Goal of the exercise ▸ Continue the passage on automated scoring of student writing, starting right after its last sentence.

Supplied text Block Start

While holistic grade prediction can help automate summative assessments' scoring procedures, it is not a reasonable basis for providing learners with highly informative feedback (Horbach et al., 2017; Horbach et al., 2022). Such feedback ideally addresses multiple dimensions of learner performance, essay quality, and content dimensions. This requires implementing more specialised systems to predict labels or scores for multiple scoring dimensions (Horbach et al., 2017). Accordingly, some works went beyond the prediction of holistic scores and addressed aspects of writing quality, such as organisation or persuasiveness (Ke & Ng, 2019). Horbach et al. (2017) trained models for various scoring dimensions addressing different aspects of form, structure and language use. However, this work is focused on the writing style of the essays.

Related Work in Content Scoring

Work focused on scoring the content of student responses dealt mostly with shorter answer formats (Bai & Stede, 2022; Burrows et al., 2015; Zesch et al., 2023). Supervised state-of-the-art approaches in this area try to detect whether a sample solution is entailed in a student response (Dzikovska et al., 2013) or use the different codes from pre-defined coding rubrics as labels for text classification.

Many earlier feature-based approaches aimed at this task used lexical features, semantic similarity, and lexical overlap scores as input for various statistical learners (Bai & Stede, 2022; Burrows et al., 2015). Other approaches tried to measure the semantic similarity of responses and sample solutions directly (Andersen & Zehner, 2021; Andersen et al., 2022; Bexte et al., 2022) using semantic vector spaces produced by, for example, SBERT (Reimers & Gurevych, 2019) or latent semantic analysis (Landauer et al., 1998) to allow for unsupervised or semi-supervised scoring.

However, these approaches are mostly outperformed by transformer-based models such as BERT (Devlin et al., 2019) and T5 (Raffel et al., 2020) in recent work, which could be shown to demonstrate superior performance compared to previous feature-based approaches (Bexte et al., 2022; Camus & Filighera, 2020; Gombert et al., 2022; Sung et al., 2019). This is in stark contrast to the recent results in automated essay scoring where, so far, results are more mixed.

Supplied text Block End
Excerpted data Block Start

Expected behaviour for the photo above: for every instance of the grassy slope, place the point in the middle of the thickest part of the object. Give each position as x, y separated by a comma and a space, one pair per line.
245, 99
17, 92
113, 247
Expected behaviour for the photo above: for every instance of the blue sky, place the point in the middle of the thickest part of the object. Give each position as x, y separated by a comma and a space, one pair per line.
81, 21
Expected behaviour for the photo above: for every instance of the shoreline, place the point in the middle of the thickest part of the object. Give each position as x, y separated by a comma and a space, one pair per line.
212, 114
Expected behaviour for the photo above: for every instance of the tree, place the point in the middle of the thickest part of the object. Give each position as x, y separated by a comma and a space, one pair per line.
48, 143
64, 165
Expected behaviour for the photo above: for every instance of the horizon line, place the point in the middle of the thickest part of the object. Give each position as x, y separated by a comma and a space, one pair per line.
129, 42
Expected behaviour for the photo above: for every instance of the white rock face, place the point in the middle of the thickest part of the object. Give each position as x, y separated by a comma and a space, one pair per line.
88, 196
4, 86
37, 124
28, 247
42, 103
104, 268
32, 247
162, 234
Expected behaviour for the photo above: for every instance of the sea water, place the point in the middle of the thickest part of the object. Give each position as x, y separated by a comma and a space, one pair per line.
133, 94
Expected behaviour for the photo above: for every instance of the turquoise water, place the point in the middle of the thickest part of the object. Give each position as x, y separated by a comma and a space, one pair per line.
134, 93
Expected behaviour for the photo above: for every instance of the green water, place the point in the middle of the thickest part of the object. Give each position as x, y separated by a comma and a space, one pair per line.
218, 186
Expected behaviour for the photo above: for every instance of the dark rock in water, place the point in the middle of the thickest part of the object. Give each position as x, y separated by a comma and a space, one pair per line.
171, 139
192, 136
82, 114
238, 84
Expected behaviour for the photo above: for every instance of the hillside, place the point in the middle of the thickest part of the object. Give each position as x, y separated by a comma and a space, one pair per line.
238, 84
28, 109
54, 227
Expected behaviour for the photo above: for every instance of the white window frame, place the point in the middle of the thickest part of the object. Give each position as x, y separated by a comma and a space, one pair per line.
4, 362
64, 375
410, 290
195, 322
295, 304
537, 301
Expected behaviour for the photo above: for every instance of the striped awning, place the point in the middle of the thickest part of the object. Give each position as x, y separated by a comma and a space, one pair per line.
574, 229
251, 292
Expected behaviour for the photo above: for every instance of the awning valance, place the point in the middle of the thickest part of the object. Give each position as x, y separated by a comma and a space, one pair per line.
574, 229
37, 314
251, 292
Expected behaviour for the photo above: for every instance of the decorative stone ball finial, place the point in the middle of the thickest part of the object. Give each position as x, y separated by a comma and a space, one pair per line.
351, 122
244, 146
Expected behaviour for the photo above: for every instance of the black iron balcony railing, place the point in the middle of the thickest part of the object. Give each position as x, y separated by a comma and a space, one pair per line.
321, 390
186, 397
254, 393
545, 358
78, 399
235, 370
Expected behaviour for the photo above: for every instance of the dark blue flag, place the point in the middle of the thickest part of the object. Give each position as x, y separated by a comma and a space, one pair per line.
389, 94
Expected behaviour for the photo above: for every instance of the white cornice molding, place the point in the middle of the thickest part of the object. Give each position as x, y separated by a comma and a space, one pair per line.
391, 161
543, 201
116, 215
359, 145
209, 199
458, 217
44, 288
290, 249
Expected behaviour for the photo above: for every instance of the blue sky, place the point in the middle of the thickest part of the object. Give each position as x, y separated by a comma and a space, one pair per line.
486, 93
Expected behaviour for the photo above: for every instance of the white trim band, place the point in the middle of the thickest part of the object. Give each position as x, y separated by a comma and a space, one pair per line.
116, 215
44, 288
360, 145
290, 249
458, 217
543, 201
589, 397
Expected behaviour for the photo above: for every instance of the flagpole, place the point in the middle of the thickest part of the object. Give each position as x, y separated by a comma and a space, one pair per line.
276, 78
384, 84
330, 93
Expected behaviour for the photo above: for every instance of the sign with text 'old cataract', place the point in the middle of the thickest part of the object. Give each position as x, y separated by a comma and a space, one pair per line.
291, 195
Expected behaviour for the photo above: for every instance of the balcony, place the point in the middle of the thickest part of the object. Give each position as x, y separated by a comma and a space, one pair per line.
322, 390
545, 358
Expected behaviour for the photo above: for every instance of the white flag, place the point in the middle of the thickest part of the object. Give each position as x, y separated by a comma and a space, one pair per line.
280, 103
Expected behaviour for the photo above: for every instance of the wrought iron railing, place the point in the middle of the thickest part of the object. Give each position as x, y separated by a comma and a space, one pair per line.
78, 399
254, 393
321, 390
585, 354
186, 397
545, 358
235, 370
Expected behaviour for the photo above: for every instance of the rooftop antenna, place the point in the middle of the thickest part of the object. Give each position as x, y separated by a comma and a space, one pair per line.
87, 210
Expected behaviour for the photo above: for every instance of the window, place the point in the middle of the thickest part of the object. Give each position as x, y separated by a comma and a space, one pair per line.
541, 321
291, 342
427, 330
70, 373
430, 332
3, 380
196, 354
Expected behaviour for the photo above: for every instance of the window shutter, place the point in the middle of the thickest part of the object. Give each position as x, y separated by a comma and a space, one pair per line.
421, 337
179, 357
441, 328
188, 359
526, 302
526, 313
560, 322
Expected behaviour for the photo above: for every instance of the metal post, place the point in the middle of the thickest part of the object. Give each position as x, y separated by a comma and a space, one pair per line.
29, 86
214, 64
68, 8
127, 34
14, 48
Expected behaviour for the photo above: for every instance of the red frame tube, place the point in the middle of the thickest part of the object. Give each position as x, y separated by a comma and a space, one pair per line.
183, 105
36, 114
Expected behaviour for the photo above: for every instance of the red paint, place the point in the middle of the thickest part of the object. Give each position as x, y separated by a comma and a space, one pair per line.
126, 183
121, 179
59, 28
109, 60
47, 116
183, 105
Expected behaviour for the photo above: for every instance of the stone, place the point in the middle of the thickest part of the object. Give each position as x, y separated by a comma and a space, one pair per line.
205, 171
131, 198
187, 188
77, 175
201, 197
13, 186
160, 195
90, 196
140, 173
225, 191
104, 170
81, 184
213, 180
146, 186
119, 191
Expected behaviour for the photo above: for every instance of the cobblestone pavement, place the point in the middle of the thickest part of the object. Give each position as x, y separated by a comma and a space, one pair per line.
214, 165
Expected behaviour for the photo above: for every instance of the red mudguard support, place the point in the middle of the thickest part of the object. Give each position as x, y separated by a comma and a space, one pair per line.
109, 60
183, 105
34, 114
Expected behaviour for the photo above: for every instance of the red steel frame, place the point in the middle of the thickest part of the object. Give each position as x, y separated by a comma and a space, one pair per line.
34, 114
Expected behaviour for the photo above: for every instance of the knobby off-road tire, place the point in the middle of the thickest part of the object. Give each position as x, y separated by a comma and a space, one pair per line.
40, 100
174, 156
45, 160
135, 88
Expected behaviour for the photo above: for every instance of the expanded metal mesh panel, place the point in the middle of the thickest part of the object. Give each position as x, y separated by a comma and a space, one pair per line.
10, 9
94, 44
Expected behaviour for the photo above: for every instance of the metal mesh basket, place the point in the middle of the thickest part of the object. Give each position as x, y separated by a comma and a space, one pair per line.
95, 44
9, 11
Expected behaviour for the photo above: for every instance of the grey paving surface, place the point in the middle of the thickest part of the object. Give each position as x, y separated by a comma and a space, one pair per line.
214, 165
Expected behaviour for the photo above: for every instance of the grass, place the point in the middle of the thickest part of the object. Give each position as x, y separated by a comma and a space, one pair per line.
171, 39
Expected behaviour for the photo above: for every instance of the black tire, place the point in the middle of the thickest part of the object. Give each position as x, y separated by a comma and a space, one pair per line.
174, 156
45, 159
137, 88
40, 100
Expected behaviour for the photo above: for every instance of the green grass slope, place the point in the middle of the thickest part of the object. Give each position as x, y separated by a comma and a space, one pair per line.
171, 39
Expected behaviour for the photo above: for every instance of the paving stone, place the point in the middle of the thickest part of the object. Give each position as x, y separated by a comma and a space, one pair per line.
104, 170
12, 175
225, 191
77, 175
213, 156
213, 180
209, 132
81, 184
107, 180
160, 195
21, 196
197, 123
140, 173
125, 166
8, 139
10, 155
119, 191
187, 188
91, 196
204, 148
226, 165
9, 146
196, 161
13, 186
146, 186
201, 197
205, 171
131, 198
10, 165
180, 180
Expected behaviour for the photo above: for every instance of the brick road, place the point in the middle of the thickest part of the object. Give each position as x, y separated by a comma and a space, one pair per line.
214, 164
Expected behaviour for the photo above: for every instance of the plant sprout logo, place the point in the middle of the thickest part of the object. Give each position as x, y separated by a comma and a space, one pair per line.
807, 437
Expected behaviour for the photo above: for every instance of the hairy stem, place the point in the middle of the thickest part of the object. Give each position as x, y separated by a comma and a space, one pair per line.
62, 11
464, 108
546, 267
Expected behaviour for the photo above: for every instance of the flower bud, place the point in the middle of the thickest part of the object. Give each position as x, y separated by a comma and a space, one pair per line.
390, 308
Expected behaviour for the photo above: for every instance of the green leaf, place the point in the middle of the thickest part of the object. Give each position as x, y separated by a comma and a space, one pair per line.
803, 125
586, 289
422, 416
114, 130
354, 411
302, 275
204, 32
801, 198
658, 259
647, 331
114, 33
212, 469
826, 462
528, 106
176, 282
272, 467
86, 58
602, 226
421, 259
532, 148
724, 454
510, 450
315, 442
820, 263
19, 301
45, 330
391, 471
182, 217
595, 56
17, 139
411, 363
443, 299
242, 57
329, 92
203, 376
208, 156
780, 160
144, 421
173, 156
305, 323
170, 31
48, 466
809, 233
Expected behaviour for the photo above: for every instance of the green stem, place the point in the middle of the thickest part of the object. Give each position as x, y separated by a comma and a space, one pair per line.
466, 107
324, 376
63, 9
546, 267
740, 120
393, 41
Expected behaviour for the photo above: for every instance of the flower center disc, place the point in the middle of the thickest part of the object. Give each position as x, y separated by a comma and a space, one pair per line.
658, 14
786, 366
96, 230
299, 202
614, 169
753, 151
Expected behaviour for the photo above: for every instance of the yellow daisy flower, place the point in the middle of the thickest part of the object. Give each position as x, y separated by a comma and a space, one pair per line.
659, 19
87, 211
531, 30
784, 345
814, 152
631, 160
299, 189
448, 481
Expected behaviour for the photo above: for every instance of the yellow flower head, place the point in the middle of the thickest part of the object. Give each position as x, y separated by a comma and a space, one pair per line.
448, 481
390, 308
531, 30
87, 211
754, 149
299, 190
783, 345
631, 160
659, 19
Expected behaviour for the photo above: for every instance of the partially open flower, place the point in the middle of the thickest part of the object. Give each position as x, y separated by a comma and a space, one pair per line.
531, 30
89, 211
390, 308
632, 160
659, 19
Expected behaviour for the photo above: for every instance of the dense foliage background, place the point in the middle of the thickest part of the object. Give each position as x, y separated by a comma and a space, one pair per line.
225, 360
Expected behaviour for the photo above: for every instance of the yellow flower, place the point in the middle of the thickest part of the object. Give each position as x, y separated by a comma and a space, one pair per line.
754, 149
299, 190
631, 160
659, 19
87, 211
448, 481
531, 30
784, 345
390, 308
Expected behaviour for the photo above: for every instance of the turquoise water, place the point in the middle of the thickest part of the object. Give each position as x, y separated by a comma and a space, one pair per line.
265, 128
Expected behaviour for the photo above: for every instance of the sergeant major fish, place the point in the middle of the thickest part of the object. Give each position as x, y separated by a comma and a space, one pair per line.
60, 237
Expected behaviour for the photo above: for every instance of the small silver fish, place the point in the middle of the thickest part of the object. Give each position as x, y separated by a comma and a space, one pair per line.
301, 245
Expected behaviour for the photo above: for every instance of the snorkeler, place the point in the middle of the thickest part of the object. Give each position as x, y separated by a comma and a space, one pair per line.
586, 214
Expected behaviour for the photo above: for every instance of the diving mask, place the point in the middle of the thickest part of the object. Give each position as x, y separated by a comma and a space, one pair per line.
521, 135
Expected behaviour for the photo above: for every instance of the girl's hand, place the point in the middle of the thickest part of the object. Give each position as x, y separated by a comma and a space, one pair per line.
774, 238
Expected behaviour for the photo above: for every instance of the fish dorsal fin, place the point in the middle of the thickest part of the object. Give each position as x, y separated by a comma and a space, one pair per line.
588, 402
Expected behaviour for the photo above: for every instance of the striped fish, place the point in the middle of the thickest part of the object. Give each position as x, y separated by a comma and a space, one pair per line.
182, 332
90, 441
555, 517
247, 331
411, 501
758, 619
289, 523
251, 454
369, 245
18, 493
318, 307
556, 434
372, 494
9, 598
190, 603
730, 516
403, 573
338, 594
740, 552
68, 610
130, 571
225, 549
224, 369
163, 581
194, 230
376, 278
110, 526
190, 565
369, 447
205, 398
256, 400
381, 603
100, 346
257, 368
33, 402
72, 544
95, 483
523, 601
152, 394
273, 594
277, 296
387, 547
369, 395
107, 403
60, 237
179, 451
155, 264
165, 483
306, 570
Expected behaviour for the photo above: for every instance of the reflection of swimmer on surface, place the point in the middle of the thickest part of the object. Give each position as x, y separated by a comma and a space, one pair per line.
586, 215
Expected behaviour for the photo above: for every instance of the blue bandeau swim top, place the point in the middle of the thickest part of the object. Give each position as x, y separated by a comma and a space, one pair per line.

Excerpted data Block End

Reply to the exercise ▸
Semantic Segmentation

As discussed in the previous section, past work in essay scoring focused on providing either holistic or dimension-specific scores for different skills related to writing and argumentation style. In contrast, work on content scoring was mostly focused on shorter answer formats. Essays have a guiding topic and usually consist of multiple segments addressing various sub-topics of the guiding topic. How these sub-topics are structured might differ from essay to essay and task to task, making it hard to implement heuristics for thematically segmenting them. Nonetheless, in essay content scoring tasks, the validity of these different segments likely needs to be evaluated separately (Horbach et al., 2022). For this reason, essays might require segmentation before different sub-topics can be addressed differently.

In natural language processing, segmentation is a widely researched topic with a long history (Choi, 2000). The most obvious examples of this are tokenisation and sentence splitting. However, semantic segmentation procedures go beyond these basic preprocessing steps. They aim to segment texts into distinct units based on content rather than form or function. This is mainly conducted as a preprocessing step in automatic text summarisation to identify semantically coherent text sections, which are then summarised individually to acquire a final summary.

Early work aimed to split texts into sections according to the different topics they addressed. This was first conducted by measuring the semantic similarity between sentences or paragraphs (Hearst, 1997). Subsequent work used techniques from topic modelling built upon Latent Dirichlet Allocation (Blei et al., 2003) to split the texts (Misra et al., 2011; Riedl & Biemann, 2012). In line with the general success of neural networks, more recent work applied LSTM-based neural network architectures (Li & Hovy, 2014; Li & Jurafsky, 2017) or pre-trained transformer language models (Zehe et al., 2021) to the problem of classifying sentences as segment borders.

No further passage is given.